== EXERCISE INSTRUCTIONS ==
Find every line in the listing below that contains the string "player" and copy each of those lines. Case counts.

○ ○ ○

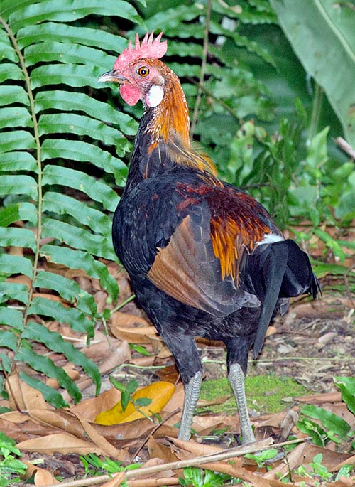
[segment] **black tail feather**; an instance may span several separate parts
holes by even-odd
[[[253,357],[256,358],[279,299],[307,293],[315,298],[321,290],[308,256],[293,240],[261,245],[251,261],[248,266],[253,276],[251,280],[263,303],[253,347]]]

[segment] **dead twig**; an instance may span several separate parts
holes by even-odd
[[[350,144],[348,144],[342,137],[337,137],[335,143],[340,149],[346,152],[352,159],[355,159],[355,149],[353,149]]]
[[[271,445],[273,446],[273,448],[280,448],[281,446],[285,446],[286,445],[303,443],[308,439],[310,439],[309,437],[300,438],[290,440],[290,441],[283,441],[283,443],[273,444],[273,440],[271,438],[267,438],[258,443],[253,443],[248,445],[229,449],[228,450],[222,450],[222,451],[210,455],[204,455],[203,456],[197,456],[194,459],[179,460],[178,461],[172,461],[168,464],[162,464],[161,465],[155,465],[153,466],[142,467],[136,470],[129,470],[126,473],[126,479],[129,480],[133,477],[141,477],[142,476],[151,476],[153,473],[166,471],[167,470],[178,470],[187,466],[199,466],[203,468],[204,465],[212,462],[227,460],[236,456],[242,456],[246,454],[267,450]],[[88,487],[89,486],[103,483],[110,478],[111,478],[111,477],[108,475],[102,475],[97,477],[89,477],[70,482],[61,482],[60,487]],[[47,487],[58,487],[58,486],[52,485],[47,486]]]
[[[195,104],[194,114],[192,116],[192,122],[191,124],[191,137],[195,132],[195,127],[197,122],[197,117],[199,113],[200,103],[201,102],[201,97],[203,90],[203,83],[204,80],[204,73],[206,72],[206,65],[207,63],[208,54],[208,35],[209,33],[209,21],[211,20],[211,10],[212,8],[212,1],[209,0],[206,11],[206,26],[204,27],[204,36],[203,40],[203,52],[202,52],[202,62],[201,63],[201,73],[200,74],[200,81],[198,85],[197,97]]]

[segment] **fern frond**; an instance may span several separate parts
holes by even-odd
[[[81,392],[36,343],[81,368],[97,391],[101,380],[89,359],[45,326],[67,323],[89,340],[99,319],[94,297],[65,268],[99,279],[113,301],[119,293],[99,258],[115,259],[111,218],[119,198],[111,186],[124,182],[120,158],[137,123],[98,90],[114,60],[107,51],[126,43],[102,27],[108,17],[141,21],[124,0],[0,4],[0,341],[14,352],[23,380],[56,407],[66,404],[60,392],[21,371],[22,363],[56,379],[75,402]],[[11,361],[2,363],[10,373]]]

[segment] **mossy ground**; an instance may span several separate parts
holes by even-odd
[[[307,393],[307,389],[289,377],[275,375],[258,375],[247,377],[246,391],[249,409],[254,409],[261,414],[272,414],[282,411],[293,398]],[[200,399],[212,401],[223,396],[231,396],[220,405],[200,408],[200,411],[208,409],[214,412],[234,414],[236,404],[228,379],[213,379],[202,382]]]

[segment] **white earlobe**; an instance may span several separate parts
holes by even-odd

○ ○ ○

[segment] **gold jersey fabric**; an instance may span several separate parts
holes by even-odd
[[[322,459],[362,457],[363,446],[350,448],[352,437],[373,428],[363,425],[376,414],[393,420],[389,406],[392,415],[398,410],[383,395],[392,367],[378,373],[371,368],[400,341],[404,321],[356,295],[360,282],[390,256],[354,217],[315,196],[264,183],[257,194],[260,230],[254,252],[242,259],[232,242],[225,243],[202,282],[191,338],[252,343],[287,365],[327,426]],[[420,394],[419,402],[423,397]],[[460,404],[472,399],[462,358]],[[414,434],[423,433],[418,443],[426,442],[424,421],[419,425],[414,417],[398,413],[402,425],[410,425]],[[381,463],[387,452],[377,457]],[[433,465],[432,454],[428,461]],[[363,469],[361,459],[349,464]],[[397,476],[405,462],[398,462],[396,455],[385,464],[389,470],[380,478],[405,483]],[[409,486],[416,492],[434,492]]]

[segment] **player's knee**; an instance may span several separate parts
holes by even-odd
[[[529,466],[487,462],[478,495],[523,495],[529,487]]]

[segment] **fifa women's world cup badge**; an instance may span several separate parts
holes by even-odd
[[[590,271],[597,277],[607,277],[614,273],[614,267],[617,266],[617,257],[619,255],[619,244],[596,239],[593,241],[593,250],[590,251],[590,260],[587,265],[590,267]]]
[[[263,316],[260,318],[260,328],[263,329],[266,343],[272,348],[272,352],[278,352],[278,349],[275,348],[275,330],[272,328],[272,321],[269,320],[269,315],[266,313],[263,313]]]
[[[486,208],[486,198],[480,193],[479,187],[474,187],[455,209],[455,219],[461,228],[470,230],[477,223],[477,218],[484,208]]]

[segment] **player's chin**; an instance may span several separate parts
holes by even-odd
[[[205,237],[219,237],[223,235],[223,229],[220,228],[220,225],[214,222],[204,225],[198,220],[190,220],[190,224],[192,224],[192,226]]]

○ ○ ○

== PROBLEM SOLUTION ==
[segment] **player's knee**; an instance may span several separate parts
[segment] **player's chin**; an instance may span several separate parts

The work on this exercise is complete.